Written request:
Put the lines into a Markdown table with the columns Row and Line, starting at the line that contains "Which pixel lies on the ruined wall?" and ending at the last line of the records, both included. Number each row and leave out blank lines.

Items in a dataset:
########

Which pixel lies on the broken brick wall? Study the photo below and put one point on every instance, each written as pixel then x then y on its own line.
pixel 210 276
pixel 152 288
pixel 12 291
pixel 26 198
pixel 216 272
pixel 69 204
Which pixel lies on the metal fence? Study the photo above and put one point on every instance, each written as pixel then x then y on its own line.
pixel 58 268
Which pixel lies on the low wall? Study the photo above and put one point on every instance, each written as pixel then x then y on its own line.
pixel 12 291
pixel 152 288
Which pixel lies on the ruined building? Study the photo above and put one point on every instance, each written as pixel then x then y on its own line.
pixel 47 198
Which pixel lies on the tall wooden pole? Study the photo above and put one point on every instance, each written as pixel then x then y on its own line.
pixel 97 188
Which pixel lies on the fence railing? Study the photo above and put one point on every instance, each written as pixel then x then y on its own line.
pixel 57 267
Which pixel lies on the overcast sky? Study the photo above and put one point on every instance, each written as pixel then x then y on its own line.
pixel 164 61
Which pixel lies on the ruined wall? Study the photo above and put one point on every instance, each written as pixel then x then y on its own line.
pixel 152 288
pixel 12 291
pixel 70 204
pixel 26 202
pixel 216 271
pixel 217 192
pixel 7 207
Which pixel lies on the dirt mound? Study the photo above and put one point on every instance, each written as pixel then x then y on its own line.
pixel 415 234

########

Task output:
| Row | Line |
|---|---|
| 1 | Which pixel lies on the ruined wall? Study the photo above and put one point on every instance, each written as pixel then x then y on its own line. |
| 2 | pixel 152 288 |
| 3 | pixel 12 291 |
| 4 | pixel 70 204 |
| 5 | pixel 26 202 |
| 6 | pixel 216 271 |
| 7 | pixel 217 192 |
| 8 | pixel 7 207 |
| 9 | Which pixel lies on the dirt mound? Study the photo above and put one point on every instance, each written as pixel then x then y on its own line. |
| 10 | pixel 415 234 |